Task objective -
Repeat the records word for word, starting at the line that contains "the beige hat" and ending at the line that contains "column 187, row 139", with both of those lines included.

## Begin Data to process

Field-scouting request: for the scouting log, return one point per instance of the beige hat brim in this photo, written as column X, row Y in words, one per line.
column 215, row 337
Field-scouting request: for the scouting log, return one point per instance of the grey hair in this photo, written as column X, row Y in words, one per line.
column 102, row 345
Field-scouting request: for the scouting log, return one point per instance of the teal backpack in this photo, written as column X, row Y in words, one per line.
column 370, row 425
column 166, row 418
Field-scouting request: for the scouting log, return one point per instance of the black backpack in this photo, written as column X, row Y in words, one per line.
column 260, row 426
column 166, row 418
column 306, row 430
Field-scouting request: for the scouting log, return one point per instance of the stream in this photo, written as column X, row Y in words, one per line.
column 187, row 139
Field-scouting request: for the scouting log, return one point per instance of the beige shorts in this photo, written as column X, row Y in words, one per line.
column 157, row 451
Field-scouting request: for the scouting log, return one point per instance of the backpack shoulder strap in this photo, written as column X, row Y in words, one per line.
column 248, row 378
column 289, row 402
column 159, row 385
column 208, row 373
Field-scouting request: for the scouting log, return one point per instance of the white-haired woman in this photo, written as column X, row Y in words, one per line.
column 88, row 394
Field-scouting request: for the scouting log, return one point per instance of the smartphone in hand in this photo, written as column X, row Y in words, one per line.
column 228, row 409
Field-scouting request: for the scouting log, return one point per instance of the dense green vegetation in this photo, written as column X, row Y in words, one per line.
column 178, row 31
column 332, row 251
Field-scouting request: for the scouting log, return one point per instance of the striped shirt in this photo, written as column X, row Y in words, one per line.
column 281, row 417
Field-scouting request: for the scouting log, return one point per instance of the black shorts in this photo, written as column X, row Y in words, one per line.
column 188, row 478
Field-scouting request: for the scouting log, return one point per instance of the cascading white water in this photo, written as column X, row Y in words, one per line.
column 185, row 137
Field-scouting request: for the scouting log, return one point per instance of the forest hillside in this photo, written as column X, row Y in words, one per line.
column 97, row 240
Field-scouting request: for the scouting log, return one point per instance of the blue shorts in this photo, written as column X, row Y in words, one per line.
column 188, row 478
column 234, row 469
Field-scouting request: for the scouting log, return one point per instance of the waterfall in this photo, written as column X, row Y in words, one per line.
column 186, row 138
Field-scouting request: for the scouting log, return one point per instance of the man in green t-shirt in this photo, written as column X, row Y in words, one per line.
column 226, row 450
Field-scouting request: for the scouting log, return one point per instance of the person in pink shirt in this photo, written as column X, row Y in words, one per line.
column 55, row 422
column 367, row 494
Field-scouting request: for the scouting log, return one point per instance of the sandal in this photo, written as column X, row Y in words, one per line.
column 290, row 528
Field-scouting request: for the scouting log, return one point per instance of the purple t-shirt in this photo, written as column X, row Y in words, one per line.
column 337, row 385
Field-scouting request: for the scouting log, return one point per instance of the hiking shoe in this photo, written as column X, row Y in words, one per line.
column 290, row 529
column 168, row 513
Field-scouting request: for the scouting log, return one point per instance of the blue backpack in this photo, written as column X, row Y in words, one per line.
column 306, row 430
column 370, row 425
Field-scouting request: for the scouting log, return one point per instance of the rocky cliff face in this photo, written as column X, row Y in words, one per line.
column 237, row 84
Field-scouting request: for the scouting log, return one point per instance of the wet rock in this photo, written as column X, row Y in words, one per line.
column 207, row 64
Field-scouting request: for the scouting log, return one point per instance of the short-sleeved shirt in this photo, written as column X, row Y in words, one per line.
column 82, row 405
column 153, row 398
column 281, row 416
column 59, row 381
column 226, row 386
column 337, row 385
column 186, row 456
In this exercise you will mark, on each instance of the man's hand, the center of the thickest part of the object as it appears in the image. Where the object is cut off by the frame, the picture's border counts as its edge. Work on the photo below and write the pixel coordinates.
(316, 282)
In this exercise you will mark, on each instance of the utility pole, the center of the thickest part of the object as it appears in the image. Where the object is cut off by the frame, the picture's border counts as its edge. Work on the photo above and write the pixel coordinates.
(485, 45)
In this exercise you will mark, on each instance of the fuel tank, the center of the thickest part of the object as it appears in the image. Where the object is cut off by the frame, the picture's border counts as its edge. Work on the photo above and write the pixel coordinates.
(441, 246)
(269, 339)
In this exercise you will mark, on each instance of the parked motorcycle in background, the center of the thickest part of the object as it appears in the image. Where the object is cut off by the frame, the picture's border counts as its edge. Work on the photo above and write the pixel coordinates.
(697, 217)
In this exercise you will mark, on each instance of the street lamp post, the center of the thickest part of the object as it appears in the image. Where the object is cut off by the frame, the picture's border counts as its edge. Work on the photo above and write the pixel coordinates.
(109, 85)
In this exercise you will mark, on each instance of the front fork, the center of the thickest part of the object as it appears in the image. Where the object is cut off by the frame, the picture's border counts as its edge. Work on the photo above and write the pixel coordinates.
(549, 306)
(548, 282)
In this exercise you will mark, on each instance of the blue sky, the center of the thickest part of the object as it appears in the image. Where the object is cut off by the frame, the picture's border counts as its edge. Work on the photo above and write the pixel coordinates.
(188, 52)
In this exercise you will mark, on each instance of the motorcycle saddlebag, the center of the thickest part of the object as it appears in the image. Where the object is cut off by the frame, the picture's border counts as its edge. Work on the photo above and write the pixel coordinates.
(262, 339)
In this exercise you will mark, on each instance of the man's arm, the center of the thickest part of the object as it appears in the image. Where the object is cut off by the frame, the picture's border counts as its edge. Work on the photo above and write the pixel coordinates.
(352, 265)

## End Data to process
## Begin Data to process

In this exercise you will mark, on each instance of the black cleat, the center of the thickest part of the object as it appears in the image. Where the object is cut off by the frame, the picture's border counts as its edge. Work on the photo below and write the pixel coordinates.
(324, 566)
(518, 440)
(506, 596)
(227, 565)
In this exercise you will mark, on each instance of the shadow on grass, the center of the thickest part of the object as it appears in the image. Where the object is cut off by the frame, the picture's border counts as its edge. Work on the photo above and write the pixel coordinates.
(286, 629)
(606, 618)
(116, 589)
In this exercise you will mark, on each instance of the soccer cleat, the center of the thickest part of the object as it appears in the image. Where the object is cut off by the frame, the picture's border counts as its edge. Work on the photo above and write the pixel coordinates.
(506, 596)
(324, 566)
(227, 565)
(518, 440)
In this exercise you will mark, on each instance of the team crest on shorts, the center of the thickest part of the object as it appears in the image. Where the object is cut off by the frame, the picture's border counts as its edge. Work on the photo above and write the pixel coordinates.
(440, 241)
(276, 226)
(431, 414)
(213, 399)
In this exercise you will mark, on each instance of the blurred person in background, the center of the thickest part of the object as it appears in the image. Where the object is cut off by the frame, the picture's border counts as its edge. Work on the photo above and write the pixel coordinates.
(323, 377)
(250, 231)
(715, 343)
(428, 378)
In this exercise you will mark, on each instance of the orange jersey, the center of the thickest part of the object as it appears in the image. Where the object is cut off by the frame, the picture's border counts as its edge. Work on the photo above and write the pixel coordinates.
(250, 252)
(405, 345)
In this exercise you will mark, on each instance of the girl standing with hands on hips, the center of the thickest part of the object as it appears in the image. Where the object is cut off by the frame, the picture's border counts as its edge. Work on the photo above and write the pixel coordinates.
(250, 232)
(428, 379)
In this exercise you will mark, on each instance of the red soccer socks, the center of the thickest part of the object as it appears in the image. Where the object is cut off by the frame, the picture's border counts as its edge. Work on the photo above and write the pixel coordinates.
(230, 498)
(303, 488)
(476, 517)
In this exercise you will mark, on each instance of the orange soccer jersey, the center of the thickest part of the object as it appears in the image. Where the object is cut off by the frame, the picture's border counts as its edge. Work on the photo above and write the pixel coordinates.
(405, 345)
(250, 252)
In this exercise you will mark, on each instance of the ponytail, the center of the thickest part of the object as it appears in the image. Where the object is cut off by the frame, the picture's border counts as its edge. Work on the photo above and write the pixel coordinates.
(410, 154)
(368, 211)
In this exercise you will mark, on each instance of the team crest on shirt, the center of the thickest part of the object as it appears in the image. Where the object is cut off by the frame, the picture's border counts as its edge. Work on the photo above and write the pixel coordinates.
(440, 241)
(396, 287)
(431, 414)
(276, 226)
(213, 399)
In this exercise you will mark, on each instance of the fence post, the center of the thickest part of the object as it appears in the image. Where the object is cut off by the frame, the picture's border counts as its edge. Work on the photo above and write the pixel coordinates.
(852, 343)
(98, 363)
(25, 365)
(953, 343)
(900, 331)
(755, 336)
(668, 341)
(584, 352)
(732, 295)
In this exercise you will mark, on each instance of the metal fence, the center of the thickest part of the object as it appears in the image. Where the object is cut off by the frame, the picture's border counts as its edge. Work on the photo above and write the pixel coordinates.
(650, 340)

## End Data to process

Result for this task -
Field-scouting request: for the scouting log, return one point per instance of the beige hat brim in this photo, written as column X, row Y in words, one per line.
column 215, row 337
Field-scouting request: for the scouting log, return one point per instance of the grey hair in this photo, written as column X, row Y in words, one per line.
column 102, row 345
Field-scouting request: for the scouting log, return one point per instance of the teal backpack in this photo, written as column X, row Y in words, one per line.
column 370, row 425
column 166, row 418
Field-scouting request: for the scouting log, return one point per instance of the black backpack in this photo, written as column X, row Y in words, one per line.
column 260, row 426
column 166, row 418
column 306, row 430
Field-scouting request: for the scouting log, return one point per instance of the stream in this photo, written as column X, row Y in words, one per line.
column 187, row 139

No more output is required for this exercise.